## Records for the exercise
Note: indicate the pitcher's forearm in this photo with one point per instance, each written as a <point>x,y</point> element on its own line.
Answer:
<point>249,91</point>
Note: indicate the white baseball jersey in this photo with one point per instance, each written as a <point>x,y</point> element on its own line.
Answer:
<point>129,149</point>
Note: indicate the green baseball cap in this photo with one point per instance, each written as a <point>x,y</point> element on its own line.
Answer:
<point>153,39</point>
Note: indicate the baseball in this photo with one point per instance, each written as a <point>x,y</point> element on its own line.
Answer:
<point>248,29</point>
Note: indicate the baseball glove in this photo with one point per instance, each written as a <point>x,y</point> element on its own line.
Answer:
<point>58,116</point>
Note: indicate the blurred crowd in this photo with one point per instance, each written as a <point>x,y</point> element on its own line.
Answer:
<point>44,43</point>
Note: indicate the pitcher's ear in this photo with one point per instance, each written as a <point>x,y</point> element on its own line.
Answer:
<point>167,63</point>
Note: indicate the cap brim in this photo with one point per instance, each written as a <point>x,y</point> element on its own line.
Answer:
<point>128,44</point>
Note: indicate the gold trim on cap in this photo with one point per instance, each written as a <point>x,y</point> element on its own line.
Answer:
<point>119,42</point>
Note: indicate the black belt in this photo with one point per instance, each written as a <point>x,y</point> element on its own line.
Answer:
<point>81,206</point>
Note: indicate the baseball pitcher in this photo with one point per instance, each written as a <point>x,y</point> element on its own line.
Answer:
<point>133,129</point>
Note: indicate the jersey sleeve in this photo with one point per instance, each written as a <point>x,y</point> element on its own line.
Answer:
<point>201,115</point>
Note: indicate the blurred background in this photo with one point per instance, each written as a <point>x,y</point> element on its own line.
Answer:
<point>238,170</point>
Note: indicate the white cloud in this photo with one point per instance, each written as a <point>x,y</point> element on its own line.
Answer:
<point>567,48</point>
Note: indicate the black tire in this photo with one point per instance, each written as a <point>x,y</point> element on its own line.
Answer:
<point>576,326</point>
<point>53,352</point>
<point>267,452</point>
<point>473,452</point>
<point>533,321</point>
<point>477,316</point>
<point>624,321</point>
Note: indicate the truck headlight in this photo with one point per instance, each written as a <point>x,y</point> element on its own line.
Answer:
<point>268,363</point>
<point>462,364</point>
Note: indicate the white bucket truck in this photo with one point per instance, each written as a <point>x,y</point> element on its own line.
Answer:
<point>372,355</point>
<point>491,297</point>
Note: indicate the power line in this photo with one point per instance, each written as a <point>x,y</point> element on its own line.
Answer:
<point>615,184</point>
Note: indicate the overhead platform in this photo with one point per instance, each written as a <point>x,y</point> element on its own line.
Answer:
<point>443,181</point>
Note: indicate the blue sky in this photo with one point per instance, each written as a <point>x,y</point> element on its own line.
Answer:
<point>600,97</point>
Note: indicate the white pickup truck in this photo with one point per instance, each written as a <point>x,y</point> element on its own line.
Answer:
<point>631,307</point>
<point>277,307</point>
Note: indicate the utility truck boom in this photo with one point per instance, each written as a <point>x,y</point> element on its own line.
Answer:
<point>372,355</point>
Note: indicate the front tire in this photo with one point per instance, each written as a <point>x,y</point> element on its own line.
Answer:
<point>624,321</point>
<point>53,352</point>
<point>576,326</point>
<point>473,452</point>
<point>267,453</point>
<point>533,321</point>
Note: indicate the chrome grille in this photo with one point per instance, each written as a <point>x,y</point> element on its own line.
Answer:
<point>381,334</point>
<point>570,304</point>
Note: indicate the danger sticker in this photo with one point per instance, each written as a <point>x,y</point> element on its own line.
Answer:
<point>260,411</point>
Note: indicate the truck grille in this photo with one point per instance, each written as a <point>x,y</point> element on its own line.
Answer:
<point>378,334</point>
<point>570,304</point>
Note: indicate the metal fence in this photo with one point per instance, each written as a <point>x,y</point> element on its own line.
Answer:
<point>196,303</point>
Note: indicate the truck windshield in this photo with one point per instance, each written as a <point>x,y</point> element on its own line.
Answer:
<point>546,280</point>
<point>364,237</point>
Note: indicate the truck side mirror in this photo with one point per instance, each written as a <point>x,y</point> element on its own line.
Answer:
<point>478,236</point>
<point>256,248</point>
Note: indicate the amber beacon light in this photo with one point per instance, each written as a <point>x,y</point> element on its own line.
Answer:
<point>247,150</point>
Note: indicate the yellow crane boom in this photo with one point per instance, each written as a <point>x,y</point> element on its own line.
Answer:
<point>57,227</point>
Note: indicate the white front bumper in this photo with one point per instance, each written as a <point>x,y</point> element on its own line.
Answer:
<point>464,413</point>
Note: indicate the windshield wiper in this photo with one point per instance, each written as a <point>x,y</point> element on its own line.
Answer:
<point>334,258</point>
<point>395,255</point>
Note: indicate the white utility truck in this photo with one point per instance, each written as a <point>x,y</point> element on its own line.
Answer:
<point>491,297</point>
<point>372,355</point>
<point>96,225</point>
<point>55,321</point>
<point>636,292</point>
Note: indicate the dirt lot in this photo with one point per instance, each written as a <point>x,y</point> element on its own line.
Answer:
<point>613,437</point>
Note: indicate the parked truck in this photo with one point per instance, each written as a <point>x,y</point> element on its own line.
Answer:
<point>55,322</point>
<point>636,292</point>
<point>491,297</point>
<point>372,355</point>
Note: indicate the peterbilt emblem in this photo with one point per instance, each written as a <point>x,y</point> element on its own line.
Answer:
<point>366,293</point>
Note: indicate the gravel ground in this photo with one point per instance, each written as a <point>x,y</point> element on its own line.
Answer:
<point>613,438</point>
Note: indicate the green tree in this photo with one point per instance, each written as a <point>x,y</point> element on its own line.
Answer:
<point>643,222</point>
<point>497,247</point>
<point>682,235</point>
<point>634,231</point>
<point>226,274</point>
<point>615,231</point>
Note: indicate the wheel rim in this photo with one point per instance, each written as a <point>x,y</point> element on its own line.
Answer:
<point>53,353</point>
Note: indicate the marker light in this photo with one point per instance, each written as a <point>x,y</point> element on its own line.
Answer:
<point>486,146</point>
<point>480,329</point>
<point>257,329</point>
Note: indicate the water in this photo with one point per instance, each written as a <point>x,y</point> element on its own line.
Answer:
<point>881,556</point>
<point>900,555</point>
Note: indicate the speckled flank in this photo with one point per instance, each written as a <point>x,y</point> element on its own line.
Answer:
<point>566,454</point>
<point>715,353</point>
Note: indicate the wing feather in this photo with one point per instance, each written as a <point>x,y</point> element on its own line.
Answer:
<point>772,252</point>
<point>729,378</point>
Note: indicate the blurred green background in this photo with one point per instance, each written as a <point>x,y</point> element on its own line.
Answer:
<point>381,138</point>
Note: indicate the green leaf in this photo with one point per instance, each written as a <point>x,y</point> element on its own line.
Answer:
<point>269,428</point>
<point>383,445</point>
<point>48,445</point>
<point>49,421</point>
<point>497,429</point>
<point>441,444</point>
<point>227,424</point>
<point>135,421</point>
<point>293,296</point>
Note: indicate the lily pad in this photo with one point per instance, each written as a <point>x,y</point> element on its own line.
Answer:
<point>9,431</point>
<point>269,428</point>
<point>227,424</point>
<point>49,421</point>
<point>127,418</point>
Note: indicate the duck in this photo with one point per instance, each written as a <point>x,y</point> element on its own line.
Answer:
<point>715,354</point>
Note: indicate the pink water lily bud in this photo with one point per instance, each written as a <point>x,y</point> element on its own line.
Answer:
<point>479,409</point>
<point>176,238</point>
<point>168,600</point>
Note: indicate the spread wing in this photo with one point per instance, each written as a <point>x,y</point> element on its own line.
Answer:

## What to produce
Write out each entry once more, exactly as it was given.

## Written response
Note: indicate the pitcher's forearm in this photo with one point per instance, each written as a <point>x,y</point> element on its own line.
Answer:
<point>249,91</point>
Note: indicate the white baseball jersey in this photo with one point per instance, each written as a <point>x,y</point> element on its own line.
Answer:
<point>129,149</point>
Note: indicate the green baseball cap in this photo with one point per instance, each written as a <point>x,y</point> element on its own line.
Answer:
<point>153,39</point>
Note: indicate the baseball in this photo with one point per instance, each written as a <point>x,y</point> element on its own line.
Answer:
<point>248,29</point>
Note: indicate the baseball glove in this photo with one point per instance, each written as a <point>x,y</point> element on its own line.
Answer:
<point>58,116</point>
Note: indicate the blurred crowd in this photo with one point per instance, each written as a <point>x,y</point> element on its own line.
Answer:
<point>44,43</point>
Note: indicate the pitcher's ear in this photo with one point per instance, each written as a <point>x,y</point> element on its own line.
Answer:
<point>167,63</point>
Note: indicate the cap brim in this photo with one point per instance, each written as a <point>x,y</point> element on its own line.
Answer:
<point>128,44</point>
Note: indicate the gold trim on cap in this photo with one point per instance, each written as a <point>x,y</point> element on its own line.
Answer:
<point>119,42</point>
Note: indicate the black belt in this photo with one point per instance, each written as a <point>x,y</point> element on its own line.
Answer:
<point>81,206</point>
Note: indicate the baseball pitcher in this photo with one point per instance, each written as a <point>x,y</point> element on its own line.
Answer:
<point>133,129</point>
Note: indicate the jersey sleeve in this photo with one point per instance, each written as a <point>x,y</point> element on its own line.
Answer:
<point>201,115</point>
Note: indicate the blurred background in this photo with one point per instance, each written as a <point>x,y</point> element on its own line.
Answer:
<point>238,170</point>
Note: indicate the white cloud in this photo with one point per instance, each written as a <point>x,y</point> element on its own line.
Answer:
<point>567,48</point>
Note: indicate the black tire in this photo with one point per instance, each written as a <point>x,y</point> element on its own line.
Answer:
<point>576,326</point>
<point>53,352</point>
<point>267,452</point>
<point>473,452</point>
<point>533,321</point>
<point>477,316</point>
<point>624,321</point>
Note: indicate the truck headlight in this photo with one point per instance, each written as a <point>x,y</point> element on its own line.
Answer:
<point>268,363</point>
<point>462,364</point>
Note: indicate the white bucket truck in this photo with one point per instance, each written as a <point>x,y</point> element on its own line.
Answer:
<point>372,355</point>
<point>491,297</point>
Note: indicate the power line in this photo with one point per instance, each written as a <point>x,y</point> element on its own line.
Answer:
<point>615,184</point>
Note: indicate the overhead platform in this photo with one point per instance, each written as a <point>x,y</point> element on its own line.
Answer:
<point>443,181</point>
Note: indicate the blue sky in this photo with one point per instance, each written as a <point>x,y</point> element on its own line.
Answer:
<point>600,97</point>
Note: indicate the white pickup truck in this photo with one point per instance, each written as a <point>x,y</point> element on its own line.
Answer:
<point>631,307</point>
<point>277,307</point>
Note: indicate the utility truck boom in this photo with one point per instance, each written as a <point>x,y</point> element on its own line.
Answer:
<point>372,355</point>
Note: indicate the front tire in this photo with one point per instance, each written as a <point>x,y</point> element on its own line.
Answer:
<point>624,321</point>
<point>53,352</point>
<point>576,326</point>
<point>473,452</point>
<point>267,453</point>
<point>533,321</point>
Note: indicate the chrome grille in this photo with one point per instance, each written as a <point>x,y</point> element on its own line.
Answer:
<point>381,334</point>
<point>570,304</point>
Note: indicate the danger sticker in this photo with one point per instance, each written as a <point>x,y</point> element on its own line.
Answer:
<point>260,411</point>
Note: indicate the truck grille in this photo with one point per instance, each written as a <point>x,y</point> element on its own line.
Answer:
<point>378,334</point>
<point>570,304</point>
Note: indicate the metal fence in this photo with one point per instance, each written as a <point>x,y</point> element on its own line.
Answer:
<point>196,303</point>
Note: indicate the truck windshield in this photo with one point per instance, each written as a <point>x,y</point> element on its own line.
Answer:
<point>546,280</point>
<point>364,237</point>
Note: indicate the truck side mirror in this photo with one point per instance, each written as a <point>x,y</point> element on its own line.
Answer:
<point>478,236</point>
<point>256,248</point>
Note: indicate the amber beacon light in this photo with one point per instance, each written as a <point>x,y</point> element on its own line.
Answer:
<point>247,150</point>
Note: indicate the yellow crane boom in this photo with one point per instance, each written as a <point>x,y</point> element on its own line.
Answer:
<point>57,227</point>
Note: indicate the white front bumper in this photo with one point per instance, each written as a <point>x,y</point> element on its own line.
Answer:
<point>464,413</point>
Note: indicate the windshield wiper in this photo with one point per instance, each written as a <point>x,y</point> element on its own line.
Answer:
<point>334,258</point>
<point>395,255</point>
Note: indicate the white utility truck in this photo with one point per instance, each written as a <point>x,y</point> element on its own line.
Answer:
<point>491,297</point>
<point>372,355</point>
<point>96,225</point>
<point>55,321</point>
<point>636,292</point>
Note: indicate the dirt lot in this photo with one point per instance, each written as a <point>x,y</point> element on its own line.
Answer:
<point>613,437</point>
Note: indicate the parked truck in this photo with one point per instance, each written as a <point>x,y</point> element on its own line.
Answer:
<point>55,322</point>
<point>636,292</point>
<point>491,297</point>
<point>372,355</point>
Note: indicate the peterbilt emblem in this photo with one point per instance, each written as a <point>x,y</point> element on its own line.
Answer:
<point>366,293</point>
Note: indicate the gravel ground in this photo with one point per instance, each written as a <point>x,y</point> element on its own line.
Answer:
<point>613,438</point>
Note: indicate the green tree in this photo with one point per instance, each written as a <point>x,y</point> element on its own line.
Answer:
<point>643,222</point>
<point>497,247</point>
<point>682,235</point>
<point>634,231</point>
<point>226,274</point>
<point>615,231</point>
Note: indicate the wheel rim in this photo with one point per instance, each written as a <point>x,y</point> element on its own line.
Answer:
<point>53,353</point>
Note: indicate the marker light in this photo with one point per instance, each written as a <point>x,y</point> element on its own line.
Answer:
<point>486,146</point>
<point>480,329</point>
<point>257,329</point>
Note: indicate the water in this photo with one point per instance, each written as a <point>x,y</point> element on its own line.
Answer:
<point>881,556</point>
<point>900,555</point>
Note: indicate the speckled flank in this photo with one point per instance, each written as a <point>x,y</point> element on its own line.
Answer:
<point>566,454</point>
<point>715,353</point>
Note: indicate the wing feather in this photo with one point per instance, each written as a <point>x,y</point> element on its own line.
Answer:
<point>772,252</point>
<point>729,378</point>
Note: indicate the blurred green background in this photo with one point per instance, each written as a <point>x,y</point> element on its own line.
Answer:
<point>381,138</point>
Note: indicate the green leaf in this photo with one point per instance, each written as a <point>x,y</point> element on its own line.
Answer:
<point>269,428</point>
<point>383,445</point>
<point>48,445</point>
<point>49,421</point>
<point>497,429</point>
<point>441,444</point>
<point>227,424</point>
<point>135,421</point>
<point>293,296</point>
Note: indicate the lily pad in this photo with one point per instance, each written as a <point>x,y</point> element on its own line.
Answer:
<point>9,431</point>
<point>269,428</point>
<point>227,424</point>
<point>49,421</point>
<point>127,418</point>
Note: indicate the duck in this photo with one point per instance, each written as a <point>x,y</point> element on its own line.
Answer:
<point>715,354</point>
Note: indicate the pink water lily bud in this photo with one point per instance, each written as a <point>x,y</point> element on its own line.
Answer:
<point>479,409</point>
<point>176,238</point>
<point>168,600</point>
Note: indicate the spread wing in this photo with one point per instance, each written as a <point>x,y</point> element on its own line.
Answer:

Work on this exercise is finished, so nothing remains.